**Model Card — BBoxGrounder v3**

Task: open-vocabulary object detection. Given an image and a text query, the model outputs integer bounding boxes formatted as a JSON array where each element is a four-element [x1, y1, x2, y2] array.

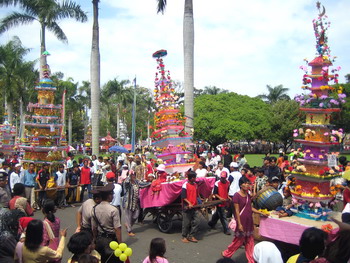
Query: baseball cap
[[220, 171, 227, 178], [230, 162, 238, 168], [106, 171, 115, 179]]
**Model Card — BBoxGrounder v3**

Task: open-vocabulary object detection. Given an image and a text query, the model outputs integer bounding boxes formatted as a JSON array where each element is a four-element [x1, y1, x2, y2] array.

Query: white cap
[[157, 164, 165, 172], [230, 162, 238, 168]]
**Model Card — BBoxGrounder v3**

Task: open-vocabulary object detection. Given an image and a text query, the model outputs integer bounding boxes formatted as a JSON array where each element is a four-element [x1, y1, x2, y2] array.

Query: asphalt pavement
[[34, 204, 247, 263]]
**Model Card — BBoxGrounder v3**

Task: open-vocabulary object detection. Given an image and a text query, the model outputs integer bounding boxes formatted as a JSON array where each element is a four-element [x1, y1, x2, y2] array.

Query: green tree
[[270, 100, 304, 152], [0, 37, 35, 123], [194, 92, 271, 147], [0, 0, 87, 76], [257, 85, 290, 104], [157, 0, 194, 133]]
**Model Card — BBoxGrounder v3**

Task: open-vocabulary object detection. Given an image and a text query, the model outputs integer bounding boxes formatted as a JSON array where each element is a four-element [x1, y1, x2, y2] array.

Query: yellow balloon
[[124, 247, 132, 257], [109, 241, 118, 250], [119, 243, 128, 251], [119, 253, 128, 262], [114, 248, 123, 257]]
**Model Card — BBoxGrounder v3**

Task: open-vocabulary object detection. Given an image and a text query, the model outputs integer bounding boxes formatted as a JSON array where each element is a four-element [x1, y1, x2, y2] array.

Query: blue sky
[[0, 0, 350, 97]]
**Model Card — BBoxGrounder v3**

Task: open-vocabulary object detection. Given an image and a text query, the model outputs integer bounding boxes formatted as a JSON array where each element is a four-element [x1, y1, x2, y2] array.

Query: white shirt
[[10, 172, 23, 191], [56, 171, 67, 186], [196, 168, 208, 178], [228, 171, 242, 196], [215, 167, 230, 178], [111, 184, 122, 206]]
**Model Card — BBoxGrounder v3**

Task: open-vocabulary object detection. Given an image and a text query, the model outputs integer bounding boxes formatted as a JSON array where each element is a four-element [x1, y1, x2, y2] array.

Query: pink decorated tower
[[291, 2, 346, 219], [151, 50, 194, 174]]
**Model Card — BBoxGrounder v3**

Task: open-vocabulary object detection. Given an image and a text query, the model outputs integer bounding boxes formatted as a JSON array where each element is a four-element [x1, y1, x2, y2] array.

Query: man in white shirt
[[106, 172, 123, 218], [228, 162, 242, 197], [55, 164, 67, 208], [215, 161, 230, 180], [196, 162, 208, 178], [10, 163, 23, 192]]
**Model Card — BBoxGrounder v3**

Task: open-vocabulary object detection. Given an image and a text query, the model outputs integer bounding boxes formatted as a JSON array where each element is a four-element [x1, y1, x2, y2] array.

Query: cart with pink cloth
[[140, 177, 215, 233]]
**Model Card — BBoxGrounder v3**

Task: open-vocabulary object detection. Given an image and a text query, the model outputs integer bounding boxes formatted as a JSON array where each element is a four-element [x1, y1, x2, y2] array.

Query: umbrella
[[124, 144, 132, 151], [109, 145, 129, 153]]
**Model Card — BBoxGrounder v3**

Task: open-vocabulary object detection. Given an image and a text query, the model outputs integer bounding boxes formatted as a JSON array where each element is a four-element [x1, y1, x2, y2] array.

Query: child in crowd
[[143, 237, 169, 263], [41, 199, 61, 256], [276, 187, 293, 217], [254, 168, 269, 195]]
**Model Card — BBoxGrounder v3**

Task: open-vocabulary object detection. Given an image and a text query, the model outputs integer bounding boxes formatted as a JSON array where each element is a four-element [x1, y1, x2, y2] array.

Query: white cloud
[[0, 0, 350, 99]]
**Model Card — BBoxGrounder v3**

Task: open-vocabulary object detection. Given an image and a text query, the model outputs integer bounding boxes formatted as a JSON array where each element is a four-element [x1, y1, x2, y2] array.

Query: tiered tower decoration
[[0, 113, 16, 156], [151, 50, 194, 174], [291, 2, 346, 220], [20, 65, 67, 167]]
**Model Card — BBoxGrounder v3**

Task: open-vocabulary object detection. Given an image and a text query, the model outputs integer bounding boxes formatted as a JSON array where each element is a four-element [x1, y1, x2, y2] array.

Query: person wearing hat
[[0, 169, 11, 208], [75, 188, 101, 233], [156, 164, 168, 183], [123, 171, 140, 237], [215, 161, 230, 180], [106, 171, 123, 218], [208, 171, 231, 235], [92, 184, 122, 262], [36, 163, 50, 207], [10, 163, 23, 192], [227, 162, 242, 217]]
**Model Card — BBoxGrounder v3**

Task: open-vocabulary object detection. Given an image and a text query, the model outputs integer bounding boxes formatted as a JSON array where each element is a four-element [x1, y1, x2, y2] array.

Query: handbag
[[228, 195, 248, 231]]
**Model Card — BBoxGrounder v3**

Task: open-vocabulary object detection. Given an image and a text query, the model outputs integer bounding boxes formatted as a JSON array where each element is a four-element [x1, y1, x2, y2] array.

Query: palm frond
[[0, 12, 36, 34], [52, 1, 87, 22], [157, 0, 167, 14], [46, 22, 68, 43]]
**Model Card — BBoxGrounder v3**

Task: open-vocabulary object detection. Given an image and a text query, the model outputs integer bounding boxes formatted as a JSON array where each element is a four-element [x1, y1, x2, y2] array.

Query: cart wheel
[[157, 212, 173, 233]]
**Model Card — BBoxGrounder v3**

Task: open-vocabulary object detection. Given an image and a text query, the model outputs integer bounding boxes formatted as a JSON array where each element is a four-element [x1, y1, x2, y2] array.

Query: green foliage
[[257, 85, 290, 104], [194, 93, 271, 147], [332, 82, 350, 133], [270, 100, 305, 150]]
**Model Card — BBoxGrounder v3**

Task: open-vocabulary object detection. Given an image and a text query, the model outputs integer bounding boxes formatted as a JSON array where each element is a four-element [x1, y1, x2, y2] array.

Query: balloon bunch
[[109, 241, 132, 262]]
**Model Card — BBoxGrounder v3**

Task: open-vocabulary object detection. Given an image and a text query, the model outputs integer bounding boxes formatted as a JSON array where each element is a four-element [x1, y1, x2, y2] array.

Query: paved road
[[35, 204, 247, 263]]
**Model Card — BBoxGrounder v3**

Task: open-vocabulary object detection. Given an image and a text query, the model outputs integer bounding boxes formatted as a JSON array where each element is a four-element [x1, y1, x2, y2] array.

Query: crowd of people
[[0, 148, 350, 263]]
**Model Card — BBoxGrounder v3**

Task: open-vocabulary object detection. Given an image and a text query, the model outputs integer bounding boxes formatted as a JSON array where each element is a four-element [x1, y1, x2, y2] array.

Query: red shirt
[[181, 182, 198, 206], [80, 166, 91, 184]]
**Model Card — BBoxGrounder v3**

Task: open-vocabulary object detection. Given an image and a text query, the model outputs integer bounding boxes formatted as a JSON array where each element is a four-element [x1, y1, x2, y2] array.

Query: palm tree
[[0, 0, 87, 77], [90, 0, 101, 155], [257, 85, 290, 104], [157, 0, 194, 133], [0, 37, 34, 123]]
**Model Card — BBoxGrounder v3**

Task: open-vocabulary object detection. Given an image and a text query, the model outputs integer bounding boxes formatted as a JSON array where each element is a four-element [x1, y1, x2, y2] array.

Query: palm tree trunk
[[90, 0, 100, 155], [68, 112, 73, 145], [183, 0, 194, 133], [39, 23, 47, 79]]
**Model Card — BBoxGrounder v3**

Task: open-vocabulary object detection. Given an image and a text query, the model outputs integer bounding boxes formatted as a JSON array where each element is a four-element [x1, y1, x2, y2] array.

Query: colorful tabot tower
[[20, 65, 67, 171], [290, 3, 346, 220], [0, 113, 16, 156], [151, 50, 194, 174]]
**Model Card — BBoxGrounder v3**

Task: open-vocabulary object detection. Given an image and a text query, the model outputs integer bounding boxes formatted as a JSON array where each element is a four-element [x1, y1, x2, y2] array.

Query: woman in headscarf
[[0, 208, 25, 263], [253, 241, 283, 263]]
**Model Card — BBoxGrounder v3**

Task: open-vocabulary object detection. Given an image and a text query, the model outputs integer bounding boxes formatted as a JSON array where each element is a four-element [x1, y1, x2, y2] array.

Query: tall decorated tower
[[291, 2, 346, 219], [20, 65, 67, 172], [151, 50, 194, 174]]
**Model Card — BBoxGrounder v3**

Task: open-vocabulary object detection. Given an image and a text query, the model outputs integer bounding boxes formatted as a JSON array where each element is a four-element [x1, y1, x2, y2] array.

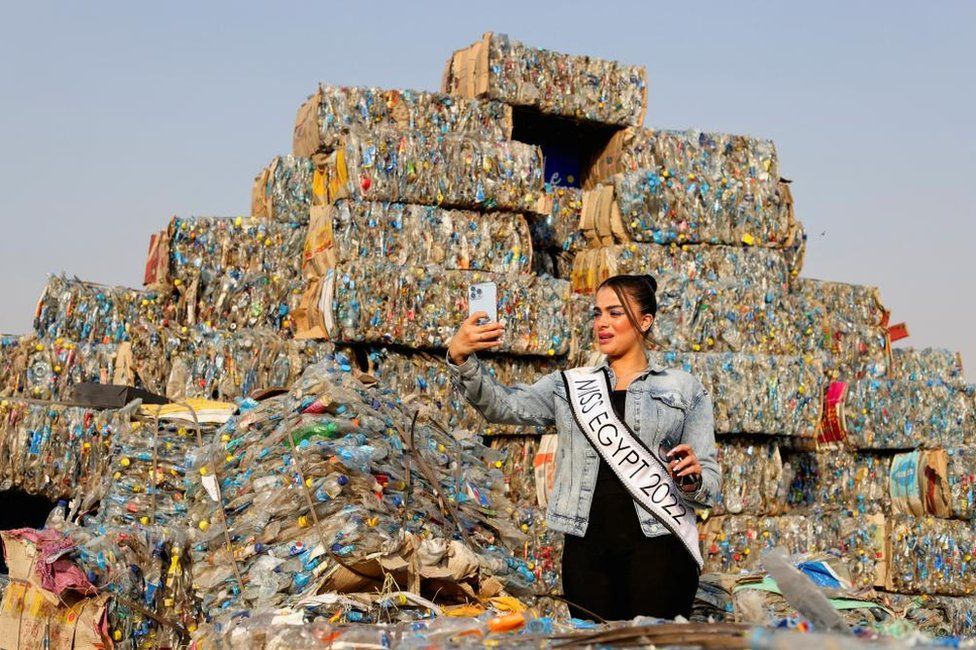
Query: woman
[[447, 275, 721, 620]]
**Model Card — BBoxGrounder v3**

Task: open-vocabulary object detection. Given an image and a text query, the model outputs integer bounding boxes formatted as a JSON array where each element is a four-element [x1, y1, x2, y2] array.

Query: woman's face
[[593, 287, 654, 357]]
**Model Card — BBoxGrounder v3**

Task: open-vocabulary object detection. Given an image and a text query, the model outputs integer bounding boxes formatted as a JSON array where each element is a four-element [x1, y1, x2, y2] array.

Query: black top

What is required
Please show every line from the items above that contains the word "green", copied in full. Case counts.

Solution for this problem
Query: green tree
Query: green foliage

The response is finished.